Return every line of the data that contains the string "coordinates".

Referring expression pointing data:
Start of Block
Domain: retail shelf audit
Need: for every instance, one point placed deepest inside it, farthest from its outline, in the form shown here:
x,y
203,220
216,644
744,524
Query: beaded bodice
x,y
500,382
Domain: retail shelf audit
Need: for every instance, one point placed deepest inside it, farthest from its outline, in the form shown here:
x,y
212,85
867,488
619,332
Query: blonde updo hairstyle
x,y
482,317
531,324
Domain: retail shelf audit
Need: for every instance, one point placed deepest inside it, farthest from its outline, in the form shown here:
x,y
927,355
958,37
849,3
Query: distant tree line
End of Block
Start of Block
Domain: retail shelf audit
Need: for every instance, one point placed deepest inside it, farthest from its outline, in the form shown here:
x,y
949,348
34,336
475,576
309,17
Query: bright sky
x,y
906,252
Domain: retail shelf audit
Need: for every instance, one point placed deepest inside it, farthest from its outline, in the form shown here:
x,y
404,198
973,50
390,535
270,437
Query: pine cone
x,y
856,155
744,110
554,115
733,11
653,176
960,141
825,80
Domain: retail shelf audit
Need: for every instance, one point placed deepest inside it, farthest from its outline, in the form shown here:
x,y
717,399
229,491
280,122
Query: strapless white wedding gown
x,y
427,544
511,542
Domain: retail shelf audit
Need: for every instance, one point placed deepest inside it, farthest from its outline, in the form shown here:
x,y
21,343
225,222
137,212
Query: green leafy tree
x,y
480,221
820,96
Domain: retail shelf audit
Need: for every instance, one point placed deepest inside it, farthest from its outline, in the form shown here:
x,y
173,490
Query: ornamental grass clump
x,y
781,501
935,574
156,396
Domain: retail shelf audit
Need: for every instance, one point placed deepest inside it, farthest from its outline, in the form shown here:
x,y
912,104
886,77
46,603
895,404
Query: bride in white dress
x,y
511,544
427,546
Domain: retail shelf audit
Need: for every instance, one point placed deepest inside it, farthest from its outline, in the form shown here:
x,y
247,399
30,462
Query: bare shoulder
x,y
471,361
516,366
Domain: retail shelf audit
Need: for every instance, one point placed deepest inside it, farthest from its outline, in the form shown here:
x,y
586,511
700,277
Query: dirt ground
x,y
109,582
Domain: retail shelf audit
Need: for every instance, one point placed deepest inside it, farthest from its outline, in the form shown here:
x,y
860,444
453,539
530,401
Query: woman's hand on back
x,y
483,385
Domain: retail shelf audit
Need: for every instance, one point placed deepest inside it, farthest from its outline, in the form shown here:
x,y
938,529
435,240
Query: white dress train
End of Block
Start of Block
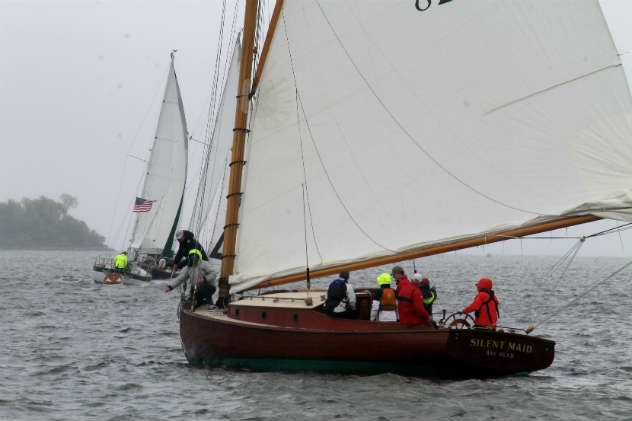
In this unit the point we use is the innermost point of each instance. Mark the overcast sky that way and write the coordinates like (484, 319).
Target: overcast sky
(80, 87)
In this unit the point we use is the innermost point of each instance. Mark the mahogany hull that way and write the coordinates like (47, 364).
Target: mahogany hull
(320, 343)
End of Block
§ **Exercise output**:
In this unit the point we use is the innermost point of each instance. Mark the overcast sky that way and write the coordinates like (484, 319).
In this unit the point we use is the innermost point of each instance. Mark the mahogany hull that way and write the coordinates like (47, 364).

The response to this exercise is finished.